It’s pretty clear that the world economy will slide into recession this year (some definitions of recession are less than two per cent growth, in the UK it’s two quarters of negative growth) and the hitherto booming global ad market with it.
Both are due to the Covid-19 virus and there’s not much companies can do about it apart from take precautions to protect staff and partners. But, arguably, adland and the world economy as a whole has made itself especially vulnerable to such not-so-black-swan events.
Big companies are a key driver of the global economy and already they’re bleating – airlines in the lead – for government, that is taxpayer support. But executives and some shareholders have made millions in recent years by loading up their companies with debt so that earnings per share look better. Raising money through new equity is often only used these days in the direst of circumstances. Private equity is the biggest culprit but they’re all at it.
The upshot is that that there’s no money left on the balance sheet when sales dry up. As former UK chancellor George Osborne almost put it, “the time to fix the roof is when the sun’s shining.” But companies in search of so-called shareholder value and big executive bonuses do not.

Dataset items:

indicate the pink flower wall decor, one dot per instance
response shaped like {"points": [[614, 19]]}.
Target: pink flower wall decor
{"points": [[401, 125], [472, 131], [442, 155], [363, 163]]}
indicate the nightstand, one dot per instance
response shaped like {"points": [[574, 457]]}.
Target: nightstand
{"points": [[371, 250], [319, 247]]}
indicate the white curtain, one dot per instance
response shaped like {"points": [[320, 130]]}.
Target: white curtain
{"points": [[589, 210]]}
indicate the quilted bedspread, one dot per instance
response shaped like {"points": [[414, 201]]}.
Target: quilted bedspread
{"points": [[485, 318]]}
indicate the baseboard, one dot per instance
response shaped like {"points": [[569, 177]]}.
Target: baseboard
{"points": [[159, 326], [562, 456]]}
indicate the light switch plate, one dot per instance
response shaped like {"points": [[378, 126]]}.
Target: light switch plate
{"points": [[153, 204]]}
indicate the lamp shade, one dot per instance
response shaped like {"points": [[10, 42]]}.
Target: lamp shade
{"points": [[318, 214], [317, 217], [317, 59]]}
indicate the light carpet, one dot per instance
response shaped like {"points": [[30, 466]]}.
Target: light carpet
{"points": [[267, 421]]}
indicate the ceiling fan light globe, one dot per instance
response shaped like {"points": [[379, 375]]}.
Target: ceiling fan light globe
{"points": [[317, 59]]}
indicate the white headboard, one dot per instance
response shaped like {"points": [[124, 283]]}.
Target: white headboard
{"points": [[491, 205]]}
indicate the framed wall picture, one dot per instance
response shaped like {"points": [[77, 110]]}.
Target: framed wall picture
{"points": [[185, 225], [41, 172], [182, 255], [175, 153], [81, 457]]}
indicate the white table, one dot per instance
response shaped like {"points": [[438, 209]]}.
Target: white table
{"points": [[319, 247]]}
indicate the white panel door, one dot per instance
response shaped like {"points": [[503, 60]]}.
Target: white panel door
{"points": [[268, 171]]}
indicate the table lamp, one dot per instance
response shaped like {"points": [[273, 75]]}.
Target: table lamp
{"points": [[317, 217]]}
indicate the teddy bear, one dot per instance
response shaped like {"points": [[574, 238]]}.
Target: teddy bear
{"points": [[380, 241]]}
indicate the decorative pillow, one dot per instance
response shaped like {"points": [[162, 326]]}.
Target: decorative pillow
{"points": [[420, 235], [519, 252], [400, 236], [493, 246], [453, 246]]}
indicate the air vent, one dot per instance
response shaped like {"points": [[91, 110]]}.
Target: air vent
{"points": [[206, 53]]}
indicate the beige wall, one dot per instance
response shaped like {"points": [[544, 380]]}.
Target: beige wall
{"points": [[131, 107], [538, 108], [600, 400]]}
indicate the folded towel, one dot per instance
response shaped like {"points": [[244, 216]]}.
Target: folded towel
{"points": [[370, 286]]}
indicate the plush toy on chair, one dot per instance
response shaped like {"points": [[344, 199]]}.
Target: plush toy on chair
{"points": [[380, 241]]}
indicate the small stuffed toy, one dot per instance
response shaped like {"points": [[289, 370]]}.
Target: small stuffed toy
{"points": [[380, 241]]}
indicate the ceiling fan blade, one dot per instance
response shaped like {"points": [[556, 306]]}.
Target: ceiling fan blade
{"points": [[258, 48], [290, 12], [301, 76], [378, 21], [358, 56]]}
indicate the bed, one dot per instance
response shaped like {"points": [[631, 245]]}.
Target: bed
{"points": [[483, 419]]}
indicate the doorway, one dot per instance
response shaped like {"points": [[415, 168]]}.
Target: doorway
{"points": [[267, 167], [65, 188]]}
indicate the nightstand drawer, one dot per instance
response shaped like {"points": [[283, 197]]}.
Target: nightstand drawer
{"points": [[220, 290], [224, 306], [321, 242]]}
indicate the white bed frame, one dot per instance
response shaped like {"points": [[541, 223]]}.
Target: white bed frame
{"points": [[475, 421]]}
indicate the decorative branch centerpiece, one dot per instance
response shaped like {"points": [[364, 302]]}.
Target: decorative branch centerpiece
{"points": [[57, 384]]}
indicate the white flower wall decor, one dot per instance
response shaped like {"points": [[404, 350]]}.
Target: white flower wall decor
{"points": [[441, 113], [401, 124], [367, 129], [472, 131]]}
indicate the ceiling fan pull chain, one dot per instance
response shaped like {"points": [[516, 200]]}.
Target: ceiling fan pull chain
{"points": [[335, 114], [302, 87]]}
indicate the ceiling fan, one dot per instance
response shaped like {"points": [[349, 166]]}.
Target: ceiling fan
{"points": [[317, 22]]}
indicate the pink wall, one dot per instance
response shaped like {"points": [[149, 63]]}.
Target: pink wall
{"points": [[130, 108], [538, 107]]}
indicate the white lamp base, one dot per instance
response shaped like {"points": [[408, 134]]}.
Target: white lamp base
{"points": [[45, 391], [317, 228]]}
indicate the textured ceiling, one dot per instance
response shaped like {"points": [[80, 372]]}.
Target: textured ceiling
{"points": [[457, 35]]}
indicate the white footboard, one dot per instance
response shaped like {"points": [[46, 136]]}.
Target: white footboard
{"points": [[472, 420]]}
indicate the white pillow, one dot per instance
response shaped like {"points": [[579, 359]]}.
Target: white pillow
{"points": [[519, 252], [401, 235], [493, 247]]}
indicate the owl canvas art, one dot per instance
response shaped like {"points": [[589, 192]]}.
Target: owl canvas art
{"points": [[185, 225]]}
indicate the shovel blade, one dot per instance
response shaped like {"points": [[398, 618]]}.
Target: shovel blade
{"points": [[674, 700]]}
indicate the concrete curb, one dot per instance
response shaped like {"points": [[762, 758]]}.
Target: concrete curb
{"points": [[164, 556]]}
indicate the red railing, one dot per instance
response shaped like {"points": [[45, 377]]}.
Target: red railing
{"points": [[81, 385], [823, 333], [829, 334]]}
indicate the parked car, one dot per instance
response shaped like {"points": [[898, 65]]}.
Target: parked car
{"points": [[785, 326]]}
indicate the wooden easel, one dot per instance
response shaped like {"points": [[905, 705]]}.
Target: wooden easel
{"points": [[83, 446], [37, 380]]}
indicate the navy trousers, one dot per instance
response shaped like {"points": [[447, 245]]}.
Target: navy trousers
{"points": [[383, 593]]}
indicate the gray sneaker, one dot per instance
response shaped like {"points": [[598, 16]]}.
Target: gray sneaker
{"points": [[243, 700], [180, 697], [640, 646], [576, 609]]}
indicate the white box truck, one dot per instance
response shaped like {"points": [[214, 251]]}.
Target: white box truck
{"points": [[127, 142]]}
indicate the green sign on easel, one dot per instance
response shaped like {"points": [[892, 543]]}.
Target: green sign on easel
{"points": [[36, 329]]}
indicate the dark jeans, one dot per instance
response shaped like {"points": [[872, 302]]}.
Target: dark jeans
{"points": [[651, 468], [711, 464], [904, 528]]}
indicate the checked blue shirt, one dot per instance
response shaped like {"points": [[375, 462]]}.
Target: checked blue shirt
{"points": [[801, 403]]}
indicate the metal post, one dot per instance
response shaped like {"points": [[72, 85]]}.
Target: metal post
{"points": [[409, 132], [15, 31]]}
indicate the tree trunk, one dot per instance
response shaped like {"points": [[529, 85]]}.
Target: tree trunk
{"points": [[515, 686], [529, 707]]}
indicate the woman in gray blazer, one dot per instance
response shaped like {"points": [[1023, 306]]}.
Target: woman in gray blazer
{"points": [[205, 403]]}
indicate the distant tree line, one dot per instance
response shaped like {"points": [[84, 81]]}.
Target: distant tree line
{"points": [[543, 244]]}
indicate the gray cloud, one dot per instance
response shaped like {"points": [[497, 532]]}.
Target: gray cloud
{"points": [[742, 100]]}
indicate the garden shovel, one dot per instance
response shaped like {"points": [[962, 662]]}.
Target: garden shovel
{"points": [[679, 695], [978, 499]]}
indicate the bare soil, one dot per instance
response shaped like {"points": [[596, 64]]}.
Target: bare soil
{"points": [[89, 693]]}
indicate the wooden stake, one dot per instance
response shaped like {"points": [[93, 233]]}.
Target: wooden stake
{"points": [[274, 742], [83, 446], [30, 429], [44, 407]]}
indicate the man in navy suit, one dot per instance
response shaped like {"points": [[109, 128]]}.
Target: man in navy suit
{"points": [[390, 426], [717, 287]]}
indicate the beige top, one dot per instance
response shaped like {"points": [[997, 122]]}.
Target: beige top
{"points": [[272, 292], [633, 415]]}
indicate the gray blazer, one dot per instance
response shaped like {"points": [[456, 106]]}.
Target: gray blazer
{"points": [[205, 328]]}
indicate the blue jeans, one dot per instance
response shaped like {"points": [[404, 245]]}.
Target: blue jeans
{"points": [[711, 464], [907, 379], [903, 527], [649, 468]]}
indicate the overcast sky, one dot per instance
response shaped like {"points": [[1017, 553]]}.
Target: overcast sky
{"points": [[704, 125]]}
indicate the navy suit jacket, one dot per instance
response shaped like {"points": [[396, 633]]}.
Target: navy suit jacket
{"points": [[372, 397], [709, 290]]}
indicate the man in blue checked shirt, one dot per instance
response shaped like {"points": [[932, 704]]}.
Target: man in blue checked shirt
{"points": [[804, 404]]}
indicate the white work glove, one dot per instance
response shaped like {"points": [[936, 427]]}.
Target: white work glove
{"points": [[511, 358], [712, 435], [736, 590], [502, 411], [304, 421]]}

__Requirement A__:
According to the commentary on Covid-19 and corporate debt, how is a recession defined in the UK?
__Requirement B__:
List every group of people (not companies or institutions) that the commentary on Covid-19 and corporate debt mentions.
__Requirement C__:
Continue the commentary on Covid-19 and corporate debt from the point where it stops.
The records are separate from the commentary on Covid-19 and corporate debt.

__Answer box A__:
In the UK, a recession is two quarters of negative growth.

__Answer box B__:
staff, partners, executives, shareholders, taxpayers

__Answer box C__:
Others, like big retailers and many manufacturers, have discovered the joy of “just in time” ordering. It means they hold little or no stock, good for freeing up cash for generally useless activities like share buybacks. But what happens when the supply chain is interrupted? We’re currently finding out.
WPP’s Mark Read can pat himself on the back for flogging 60 per cent of Kantar to Bain for £2.4bn before the virus struck, thereby reducing WPP’s worrying debt. But £950m of this is slated for a share buyback, £300m so far although the remainder of the programme may now be put on hold. Money down the drain when WPP’s shares are tanking along with everyone else’s.
As to adland generally the business (and global adspend) is now dominated by events: big sporting ones (like the Olympics and Euro 2020), US presidential elections, Christmas/Thanksgiving, Black Friday, even dear old Mother’s Day.
This is partly a consequence of media agencies taking over the ad agenda, concentrating spend on periods they expect to see higher sales. In other words brand tactics have taken over from strategy.
Some of these “specials” have always attracted proportionately more spend but not to the same extent as now. “Old-fashioned” brand advertisers used to advertise consistently all year round because they were trying to build their brands and relationship with consumers over a period of time.
Now, if you take away the tactical opportunity you nix the strategy too because there isn’t one. Tactical opportunities are dropping like flies, Euro 2020 will likely be cancelled or postponed this week, the Japan Olympics are hanging by a thread.
The only people to benefit will be Facebook and Google, because they always do. Google is about to offer us a “Triage” site so we can find out if we’ve got the virus.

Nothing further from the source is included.